BEGIN Text for analysis

Sales tax collections from retail trade increased by "a shocking 36.8% over a year ago," or by $26.2 million, to $97.4 million, Shelnutt said.
"I would attribute that to federal stimulus money flowing into Arkansas, combined with some rebound in the economy in a V-shaped recovery," Shelnutt said. "Who knows what the eventual V-shape is going to look like?"
In addition, sales tax collections increased from a year ago because of "spending locally that might have been seasonally spent out of state on travel," he said.
"We do see a lot of evidence, not just in Arkansas, but across the country of a lot of spending on home improvement and that type of big-box store as well as discount stores and online stores," Shelnutt said. "There are actually stories out there of shortages of lumber starting to appear."
The sales tax collections from motor vehicle and trailer sales increased by $3.6 million, or 12.8%, over the same month a year ago to $32.4 million, Shelnutt said. "It's a blend of stimulus and redirection of spending patterns," he said.
• A $27.7 million, or 110.3%, increase in corporate income tax collections over the same month a year ago to $52.8 million, which outdistanced the forecast by $23.7 million, or 81.4%, in a normally light collection month.

END Text for analysis
BEGIN Data supplied

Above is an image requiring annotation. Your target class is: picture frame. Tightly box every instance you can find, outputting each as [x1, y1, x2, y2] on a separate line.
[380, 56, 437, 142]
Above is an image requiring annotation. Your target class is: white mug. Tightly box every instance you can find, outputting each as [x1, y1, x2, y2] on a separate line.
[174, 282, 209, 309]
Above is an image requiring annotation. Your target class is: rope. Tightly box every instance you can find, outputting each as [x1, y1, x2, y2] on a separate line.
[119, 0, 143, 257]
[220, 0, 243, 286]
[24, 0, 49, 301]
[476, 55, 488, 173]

END Data supplied
BEGIN Data supplied

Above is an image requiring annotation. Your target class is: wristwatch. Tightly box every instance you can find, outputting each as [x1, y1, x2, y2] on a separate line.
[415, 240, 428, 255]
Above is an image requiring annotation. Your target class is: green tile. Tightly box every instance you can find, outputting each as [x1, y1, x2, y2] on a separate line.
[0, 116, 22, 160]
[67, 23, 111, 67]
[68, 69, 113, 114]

END Data supplied

Try it = Please write out a portion of the Arkansas tax collections text above without any changes, beginning at the words "The sales tax" and stopping after the words "light collection month.".

Your response =
The sales tax collections from motor vehicle and trailer sales increased by $3.6 million, or 12.8%, over the same month a year ago to $32.4 million, Shelnutt said. "It's a blend of stimulus and redirection of spending patterns," he said.
• A $27.7 million, or 110.3%, increase in corporate income tax collections over the same month a year ago to $52.8 million, which outdistanced the forecast by $23.7 million, or 81.4%, in a normally light collection month.